Passage:
◆ ◆ ◆ ◆
World of Horror is a gruesome adventure game inspired by the work of Junji Ito
The Early Access adventure puts you face-to-face with 1-bit horror.
Crawling out from the text adventure depths is World of Horror, an game inspired by the body horror of Junji Ito and the cosmic unknown of HP Lovecraft. This 1-bit horror game takes place in a small Japanese seaside town where doom and terror are seeping into the homes of the unsuspecting residents.
Inspired by '80s text adventures, World of Horror has a rogue-lite structure where you must solve a handful of mysteries without meeting your bloody end by one of the stories' many eldritch monsters. Successfully solving these mysteries helps the village heal from its inevitable doom and slowly unlocks a looming lighthouse on the outskirts of town. You play as one of the game's of teenage protagonists and challenge the forces of death by exploring, collecting objects, and facing random encounters with the town's sinister beings.
The introductory mystery I played is centered around banishing a scissor wielding woman from the local high school, where she's been murdering the students. Your missing friend, who you suspect has become the scissor woman's latest victim, leaves you notes on how to force her back to her own dimension. To complete the ritual I have to find blessed chalk to draw the eldritch sigil and holy candles to light it.
She's not the only one in the school, though: I face a man whose face keeps glitching, a weird, fleshy specimen in a jar who tries to control my mind, and a grotesque teacher whose body is bloated from being left in the high school swimming pool. As I pull open a classroom's sliding door, the other side reveals a ghostly girl with long black hair who slams it back shut. Finally, when I've collected both the chalk and candles, it's time to face the twisted woman. As she enters the classroom I realise that it's the first time I've ever seen her up close, and the rumors and stories I've heard materialise into a disgusting reality.
◆ ◆ ◆ ◆
The request: In the World of Horror article, what two things must be found to complete the ritual that banishes the scissor-wielding woman?

Raw records:
◆ ◆ ◆ ◆
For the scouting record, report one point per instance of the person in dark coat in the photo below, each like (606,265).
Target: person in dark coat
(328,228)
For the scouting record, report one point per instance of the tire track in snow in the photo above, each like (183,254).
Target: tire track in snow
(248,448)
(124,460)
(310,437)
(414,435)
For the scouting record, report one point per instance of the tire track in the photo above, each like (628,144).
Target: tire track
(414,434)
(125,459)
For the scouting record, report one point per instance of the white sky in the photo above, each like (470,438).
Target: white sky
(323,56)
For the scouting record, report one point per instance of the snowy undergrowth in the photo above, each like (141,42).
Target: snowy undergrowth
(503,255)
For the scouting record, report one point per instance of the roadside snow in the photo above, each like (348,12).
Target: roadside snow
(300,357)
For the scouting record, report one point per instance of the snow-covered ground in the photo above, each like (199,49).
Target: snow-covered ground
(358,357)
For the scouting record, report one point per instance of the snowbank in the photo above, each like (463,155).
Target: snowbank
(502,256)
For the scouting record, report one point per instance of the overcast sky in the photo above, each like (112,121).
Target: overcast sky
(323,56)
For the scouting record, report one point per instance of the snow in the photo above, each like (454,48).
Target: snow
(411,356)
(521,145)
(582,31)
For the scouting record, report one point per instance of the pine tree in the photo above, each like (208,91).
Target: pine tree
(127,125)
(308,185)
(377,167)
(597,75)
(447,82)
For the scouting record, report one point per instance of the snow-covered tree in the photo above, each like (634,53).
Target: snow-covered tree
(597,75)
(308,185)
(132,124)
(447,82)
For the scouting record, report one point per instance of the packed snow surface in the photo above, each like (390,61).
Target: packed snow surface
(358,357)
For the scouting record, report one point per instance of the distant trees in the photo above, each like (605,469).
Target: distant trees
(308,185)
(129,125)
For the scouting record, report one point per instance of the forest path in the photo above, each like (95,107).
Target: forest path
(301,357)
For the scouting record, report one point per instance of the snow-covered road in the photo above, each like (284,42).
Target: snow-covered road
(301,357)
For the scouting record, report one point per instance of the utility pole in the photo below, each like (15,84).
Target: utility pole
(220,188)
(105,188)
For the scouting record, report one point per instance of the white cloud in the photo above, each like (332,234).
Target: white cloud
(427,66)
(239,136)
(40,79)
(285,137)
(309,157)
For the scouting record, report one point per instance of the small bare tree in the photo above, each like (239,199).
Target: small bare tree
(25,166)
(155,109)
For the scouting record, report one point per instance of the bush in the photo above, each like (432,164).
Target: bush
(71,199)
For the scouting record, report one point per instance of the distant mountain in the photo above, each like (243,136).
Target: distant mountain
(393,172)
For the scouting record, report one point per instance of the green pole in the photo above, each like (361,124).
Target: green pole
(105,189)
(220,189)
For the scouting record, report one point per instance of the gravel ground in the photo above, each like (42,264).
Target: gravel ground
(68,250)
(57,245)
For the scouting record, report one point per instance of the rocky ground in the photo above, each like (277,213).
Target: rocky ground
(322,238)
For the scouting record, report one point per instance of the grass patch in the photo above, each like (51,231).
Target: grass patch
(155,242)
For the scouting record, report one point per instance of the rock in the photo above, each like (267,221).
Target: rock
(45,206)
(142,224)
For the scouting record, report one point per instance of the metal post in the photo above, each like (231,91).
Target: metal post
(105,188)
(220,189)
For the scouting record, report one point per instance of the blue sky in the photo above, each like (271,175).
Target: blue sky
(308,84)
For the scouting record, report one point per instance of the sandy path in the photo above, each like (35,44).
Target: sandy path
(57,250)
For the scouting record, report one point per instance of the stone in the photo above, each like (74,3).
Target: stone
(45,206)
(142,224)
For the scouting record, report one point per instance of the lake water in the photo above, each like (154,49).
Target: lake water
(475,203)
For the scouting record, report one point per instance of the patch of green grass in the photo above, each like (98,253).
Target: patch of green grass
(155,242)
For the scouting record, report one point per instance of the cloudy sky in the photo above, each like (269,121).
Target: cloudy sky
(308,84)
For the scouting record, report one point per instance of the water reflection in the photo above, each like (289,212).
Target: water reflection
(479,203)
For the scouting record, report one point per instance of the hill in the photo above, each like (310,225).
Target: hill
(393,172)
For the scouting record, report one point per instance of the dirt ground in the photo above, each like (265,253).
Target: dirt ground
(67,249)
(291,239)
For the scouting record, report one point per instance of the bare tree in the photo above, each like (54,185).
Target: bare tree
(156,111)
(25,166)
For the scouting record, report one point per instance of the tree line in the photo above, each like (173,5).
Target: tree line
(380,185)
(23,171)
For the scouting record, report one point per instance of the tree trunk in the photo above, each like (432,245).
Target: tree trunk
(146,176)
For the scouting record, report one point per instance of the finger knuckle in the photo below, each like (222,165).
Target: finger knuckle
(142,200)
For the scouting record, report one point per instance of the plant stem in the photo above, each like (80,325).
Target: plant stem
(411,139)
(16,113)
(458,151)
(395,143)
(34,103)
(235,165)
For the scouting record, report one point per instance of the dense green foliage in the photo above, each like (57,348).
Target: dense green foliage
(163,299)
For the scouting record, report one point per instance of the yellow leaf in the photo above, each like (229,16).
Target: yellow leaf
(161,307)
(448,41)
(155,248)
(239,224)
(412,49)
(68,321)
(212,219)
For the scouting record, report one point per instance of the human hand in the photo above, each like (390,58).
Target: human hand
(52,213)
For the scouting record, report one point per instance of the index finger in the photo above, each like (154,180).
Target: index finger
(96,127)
◆ ◆ ◆ ◆
Solution: Blessed chalk to draw the sigil and holy candles to light it.